▶ [Material provided]:
__________________________________________________

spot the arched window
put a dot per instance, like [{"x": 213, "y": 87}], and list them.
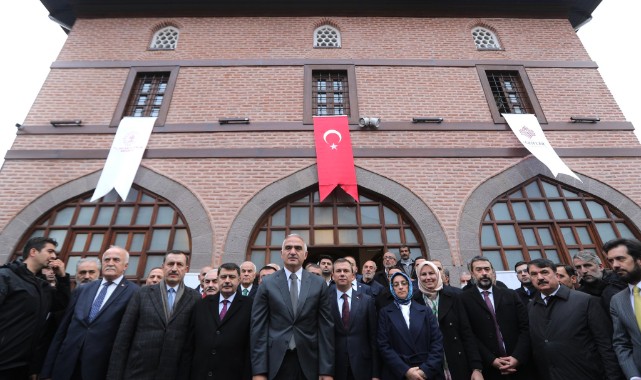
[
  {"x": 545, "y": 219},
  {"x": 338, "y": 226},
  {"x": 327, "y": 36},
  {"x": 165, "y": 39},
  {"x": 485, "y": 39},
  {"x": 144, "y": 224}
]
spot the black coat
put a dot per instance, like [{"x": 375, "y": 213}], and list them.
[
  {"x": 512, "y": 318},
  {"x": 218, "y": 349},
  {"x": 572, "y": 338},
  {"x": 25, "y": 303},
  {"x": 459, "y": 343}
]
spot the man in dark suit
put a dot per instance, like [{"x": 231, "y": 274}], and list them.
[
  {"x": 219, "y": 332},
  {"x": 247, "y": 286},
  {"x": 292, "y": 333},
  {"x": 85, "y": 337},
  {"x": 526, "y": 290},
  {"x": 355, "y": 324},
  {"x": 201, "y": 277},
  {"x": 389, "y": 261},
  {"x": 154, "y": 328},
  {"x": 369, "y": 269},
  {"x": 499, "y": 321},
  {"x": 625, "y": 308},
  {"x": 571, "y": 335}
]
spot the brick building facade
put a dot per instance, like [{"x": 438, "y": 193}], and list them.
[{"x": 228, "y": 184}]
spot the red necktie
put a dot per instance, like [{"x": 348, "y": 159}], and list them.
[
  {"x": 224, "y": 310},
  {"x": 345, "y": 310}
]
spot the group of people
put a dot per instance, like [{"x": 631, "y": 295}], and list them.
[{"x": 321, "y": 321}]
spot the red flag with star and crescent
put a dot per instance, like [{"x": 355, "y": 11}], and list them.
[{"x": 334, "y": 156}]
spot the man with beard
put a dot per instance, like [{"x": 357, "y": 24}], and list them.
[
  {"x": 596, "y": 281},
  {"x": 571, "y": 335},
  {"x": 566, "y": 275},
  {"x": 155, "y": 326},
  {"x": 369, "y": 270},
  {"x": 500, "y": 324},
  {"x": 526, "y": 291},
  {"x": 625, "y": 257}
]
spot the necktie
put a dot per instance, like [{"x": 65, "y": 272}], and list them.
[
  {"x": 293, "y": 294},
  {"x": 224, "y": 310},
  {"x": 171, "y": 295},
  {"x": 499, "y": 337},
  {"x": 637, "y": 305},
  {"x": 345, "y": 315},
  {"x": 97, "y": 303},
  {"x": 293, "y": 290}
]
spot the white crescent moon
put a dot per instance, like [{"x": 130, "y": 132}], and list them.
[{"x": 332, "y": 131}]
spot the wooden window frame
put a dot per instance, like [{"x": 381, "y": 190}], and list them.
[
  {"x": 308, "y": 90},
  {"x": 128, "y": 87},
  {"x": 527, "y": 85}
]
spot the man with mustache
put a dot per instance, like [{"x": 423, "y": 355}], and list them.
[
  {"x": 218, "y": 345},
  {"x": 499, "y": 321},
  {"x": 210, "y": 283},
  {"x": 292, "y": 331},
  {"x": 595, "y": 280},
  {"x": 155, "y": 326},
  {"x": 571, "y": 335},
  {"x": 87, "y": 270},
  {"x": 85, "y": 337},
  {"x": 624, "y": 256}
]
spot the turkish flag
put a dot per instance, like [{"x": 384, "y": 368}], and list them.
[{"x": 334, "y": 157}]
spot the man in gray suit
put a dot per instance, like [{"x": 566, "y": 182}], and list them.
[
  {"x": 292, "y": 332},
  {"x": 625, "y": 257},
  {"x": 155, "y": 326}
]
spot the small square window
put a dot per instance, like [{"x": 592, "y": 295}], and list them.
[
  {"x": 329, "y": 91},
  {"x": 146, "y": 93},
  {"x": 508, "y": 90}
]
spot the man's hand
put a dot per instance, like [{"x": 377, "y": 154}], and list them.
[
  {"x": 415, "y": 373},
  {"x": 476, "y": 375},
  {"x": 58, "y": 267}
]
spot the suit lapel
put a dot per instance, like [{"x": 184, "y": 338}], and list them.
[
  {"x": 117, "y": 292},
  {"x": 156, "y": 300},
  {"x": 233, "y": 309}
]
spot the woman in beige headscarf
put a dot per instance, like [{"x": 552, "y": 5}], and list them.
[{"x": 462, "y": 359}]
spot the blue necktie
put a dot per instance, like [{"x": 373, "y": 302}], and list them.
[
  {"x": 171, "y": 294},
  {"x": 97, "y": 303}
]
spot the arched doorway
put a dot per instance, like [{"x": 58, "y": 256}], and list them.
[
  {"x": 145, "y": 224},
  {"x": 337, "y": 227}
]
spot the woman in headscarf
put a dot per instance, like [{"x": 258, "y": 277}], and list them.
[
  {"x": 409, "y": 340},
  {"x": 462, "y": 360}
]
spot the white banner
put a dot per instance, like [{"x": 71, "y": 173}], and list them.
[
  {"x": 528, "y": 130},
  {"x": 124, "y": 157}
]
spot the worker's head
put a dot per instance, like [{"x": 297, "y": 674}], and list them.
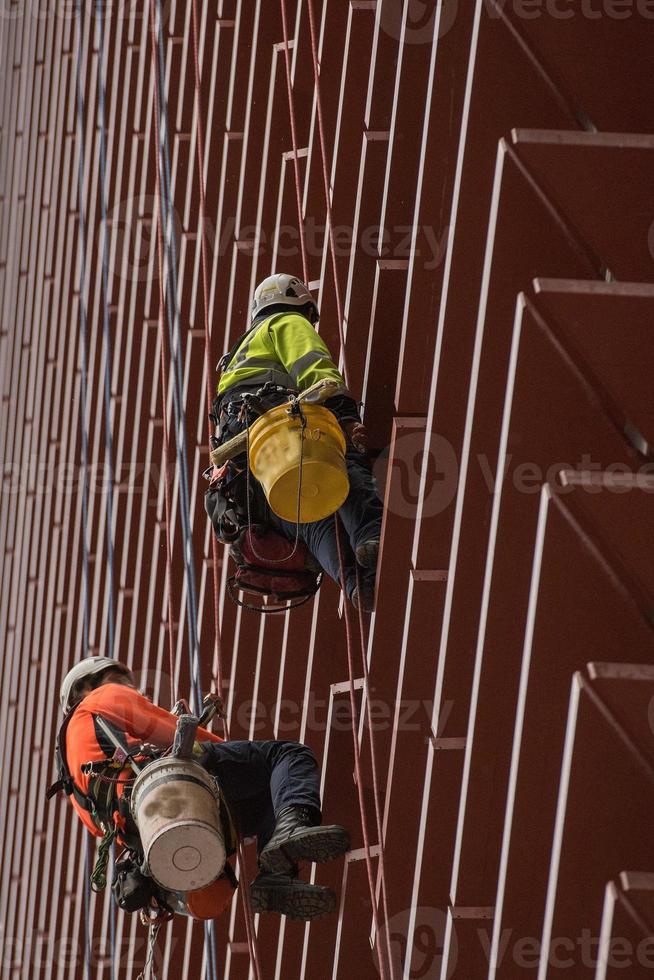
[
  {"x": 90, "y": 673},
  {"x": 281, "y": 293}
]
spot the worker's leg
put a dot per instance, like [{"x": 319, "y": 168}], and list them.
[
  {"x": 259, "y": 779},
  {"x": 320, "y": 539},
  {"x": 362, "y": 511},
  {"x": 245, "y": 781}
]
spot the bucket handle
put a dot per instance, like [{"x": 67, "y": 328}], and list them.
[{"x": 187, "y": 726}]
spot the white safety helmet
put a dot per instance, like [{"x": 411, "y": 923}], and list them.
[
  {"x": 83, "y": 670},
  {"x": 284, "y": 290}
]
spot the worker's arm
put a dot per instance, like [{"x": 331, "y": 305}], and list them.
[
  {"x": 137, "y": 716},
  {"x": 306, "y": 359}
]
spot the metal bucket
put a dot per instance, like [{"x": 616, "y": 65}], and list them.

__________________________________________________

▶ [Description of the task]: Reproduce verbatim the portion of the material above that opens with the line containing "spot the white banner" and runs through the final line of the material, both ends included, omitting the pictures from your answer.

▶ [Reply to the exercise]:
spot the white banner
put a dot per instance, like [{"x": 71, "y": 173}], and list them.
[
  {"x": 528, "y": 130},
  {"x": 124, "y": 157}
]
spot the worker's head
put a dot per instance, like [{"x": 297, "y": 674}], and list them.
[
  {"x": 90, "y": 673},
  {"x": 281, "y": 293}
]
spot the worker's leg
put a dot per instance, like [{"x": 319, "y": 168}], and list them.
[
  {"x": 259, "y": 779},
  {"x": 320, "y": 539},
  {"x": 362, "y": 511},
  {"x": 245, "y": 781}
]
spot the bucket handle
put a dot per instance, like [{"x": 67, "y": 328}], and list them.
[{"x": 187, "y": 726}]
spot the white safety helmet
put a dot per instance, like [{"x": 411, "y": 923}], and list them.
[
  {"x": 83, "y": 670},
  {"x": 284, "y": 290}
]
spot the worker's arm
put a dot per instance, like [{"x": 331, "y": 305}], and list them.
[
  {"x": 137, "y": 716},
  {"x": 306, "y": 359}
]
spot the metal bucket
put a dot per instance, like [{"x": 616, "y": 65}], and list them.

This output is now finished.